## Directive
Reproduce the rows from the beginning up to and including the line containing "point(15, 17)", requests included, and shift every point coordinate in the answers by -22.

## The input
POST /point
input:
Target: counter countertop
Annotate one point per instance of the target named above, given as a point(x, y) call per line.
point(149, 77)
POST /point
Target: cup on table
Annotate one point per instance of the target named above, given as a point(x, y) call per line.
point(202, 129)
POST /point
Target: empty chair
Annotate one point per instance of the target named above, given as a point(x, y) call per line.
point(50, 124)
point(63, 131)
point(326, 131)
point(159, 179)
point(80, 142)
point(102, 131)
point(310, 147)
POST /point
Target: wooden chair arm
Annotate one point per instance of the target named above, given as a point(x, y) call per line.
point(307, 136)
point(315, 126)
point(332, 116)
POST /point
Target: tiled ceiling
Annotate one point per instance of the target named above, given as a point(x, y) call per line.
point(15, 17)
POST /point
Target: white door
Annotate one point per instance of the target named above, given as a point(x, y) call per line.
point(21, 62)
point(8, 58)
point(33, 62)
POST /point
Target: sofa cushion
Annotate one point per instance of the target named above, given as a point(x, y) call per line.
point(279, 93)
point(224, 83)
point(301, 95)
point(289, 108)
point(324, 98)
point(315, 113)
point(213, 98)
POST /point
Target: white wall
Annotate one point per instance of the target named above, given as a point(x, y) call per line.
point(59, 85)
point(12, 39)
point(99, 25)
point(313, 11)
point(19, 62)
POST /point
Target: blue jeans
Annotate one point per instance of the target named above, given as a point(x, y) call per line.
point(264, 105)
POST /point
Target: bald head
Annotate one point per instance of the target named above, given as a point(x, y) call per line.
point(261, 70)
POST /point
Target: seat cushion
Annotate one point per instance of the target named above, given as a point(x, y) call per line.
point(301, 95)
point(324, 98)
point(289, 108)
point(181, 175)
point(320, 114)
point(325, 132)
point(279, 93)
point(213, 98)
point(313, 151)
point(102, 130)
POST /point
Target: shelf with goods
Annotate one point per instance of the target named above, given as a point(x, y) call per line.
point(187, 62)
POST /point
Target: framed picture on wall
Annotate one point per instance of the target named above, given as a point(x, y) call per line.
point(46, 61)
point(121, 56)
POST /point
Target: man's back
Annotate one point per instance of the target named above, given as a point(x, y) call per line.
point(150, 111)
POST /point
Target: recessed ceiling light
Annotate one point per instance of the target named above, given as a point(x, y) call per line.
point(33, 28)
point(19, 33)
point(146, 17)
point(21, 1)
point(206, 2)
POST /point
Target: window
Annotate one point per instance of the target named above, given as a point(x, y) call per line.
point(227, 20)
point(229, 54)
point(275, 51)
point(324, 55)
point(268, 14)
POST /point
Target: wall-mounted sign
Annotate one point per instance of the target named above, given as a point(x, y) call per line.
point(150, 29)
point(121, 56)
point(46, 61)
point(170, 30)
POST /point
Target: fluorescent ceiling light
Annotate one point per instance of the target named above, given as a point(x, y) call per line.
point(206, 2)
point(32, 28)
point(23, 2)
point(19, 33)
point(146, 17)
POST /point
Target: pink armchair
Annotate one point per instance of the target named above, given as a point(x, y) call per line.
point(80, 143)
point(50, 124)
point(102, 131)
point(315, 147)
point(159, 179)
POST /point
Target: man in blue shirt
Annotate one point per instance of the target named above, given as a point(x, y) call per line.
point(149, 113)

## Answer below
POST /point
input:
Target: counter countertop
Annotate one point per instance of the target named above, given as a point(x, y) call per line.
point(127, 55)
POST /point
Target: cup on table
Annotate one point per instance of the target named above, given as a point(x, y) call per line.
point(180, 107)
POST /point
Target: empty chair
Annotate one point per instance of the target named above, given as a point(x, y) call per line.
point(28, 102)
point(41, 109)
point(304, 109)
point(137, 157)
point(58, 120)
point(80, 109)
point(288, 125)
POST /point
Target: wooden chair arm
Annotate one point per instance of the target named above, given as a point(x, y) call per line.
point(285, 114)
point(293, 104)
point(310, 94)
POST /point
Target: tiled ceiling
Annotate one point per instance of the target named above, given as a point(x, y) call per line.
point(-7, -5)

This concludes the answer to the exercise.